WHAT NEEDS TO BE DONE
Whenever a line in the entries below contains "white", copy that line.
** DATA FOR ANALYSIS follows **
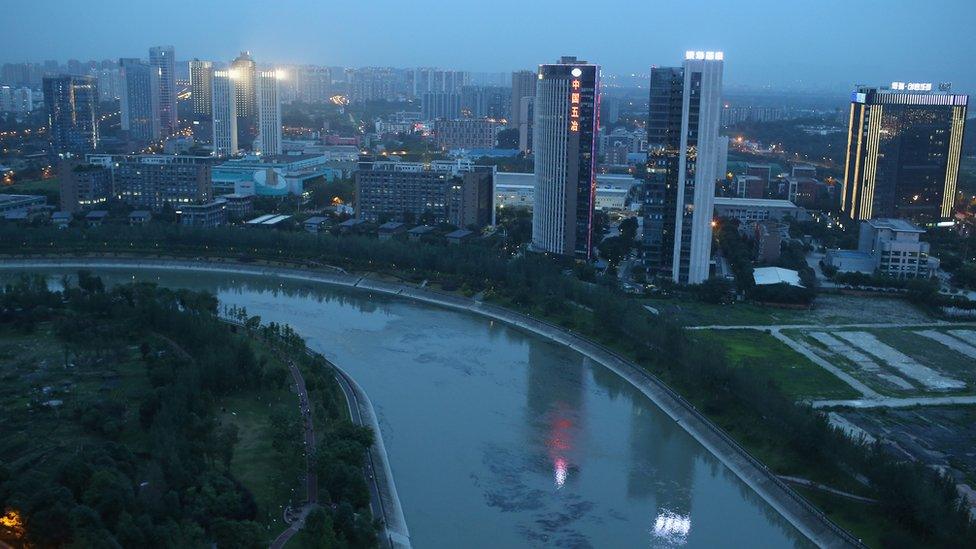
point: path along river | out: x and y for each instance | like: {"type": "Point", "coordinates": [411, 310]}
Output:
{"type": "Point", "coordinates": [501, 438]}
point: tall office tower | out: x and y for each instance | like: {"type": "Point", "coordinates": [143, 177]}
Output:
{"type": "Point", "coordinates": [903, 148]}
{"type": "Point", "coordinates": [523, 85]}
{"type": "Point", "coordinates": [526, 119]}
{"type": "Point", "coordinates": [567, 103]}
{"type": "Point", "coordinates": [269, 113]}
{"type": "Point", "coordinates": [224, 109]}
{"type": "Point", "coordinates": [245, 80]}
{"type": "Point", "coordinates": [140, 101]}
{"type": "Point", "coordinates": [683, 151]}
{"type": "Point", "coordinates": [72, 113]}
{"type": "Point", "coordinates": [246, 75]}
{"type": "Point", "coordinates": [163, 58]}
{"type": "Point", "coordinates": [201, 97]}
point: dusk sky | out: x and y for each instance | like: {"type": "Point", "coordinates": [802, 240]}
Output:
{"type": "Point", "coordinates": [824, 44]}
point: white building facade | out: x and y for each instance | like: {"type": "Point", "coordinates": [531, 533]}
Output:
{"type": "Point", "coordinates": [224, 109]}
{"type": "Point", "coordinates": [269, 113]}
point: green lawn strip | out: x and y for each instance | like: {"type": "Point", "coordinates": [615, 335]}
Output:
{"type": "Point", "coordinates": [849, 366]}
{"type": "Point", "coordinates": [273, 479]}
{"type": "Point", "coordinates": [696, 313]}
{"type": "Point", "coordinates": [929, 352]}
{"type": "Point", "coordinates": [797, 375]}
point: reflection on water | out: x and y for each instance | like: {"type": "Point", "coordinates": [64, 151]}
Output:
{"type": "Point", "coordinates": [671, 527]}
{"type": "Point", "coordinates": [498, 438]}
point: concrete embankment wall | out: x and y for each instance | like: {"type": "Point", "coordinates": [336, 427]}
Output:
{"type": "Point", "coordinates": [800, 513]}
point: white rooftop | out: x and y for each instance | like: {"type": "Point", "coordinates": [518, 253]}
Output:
{"type": "Point", "coordinates": [754, 202]}
{"type": "Point", "coordinates": [776, 275]}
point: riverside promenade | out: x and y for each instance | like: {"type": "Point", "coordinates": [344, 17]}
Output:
{"type": "Point", "coordinates": [808, 520]}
** End of DATA FOR ANALYSIS **
EXERCISE RESPONSE
point: white building facade | out: x and y for each instance | like: {"type": "Point", "coordinates": [531, 533]}
point: white rooftop | out: x and y for each instance | like: {"type": "Point", "coordinates": [518, 253]}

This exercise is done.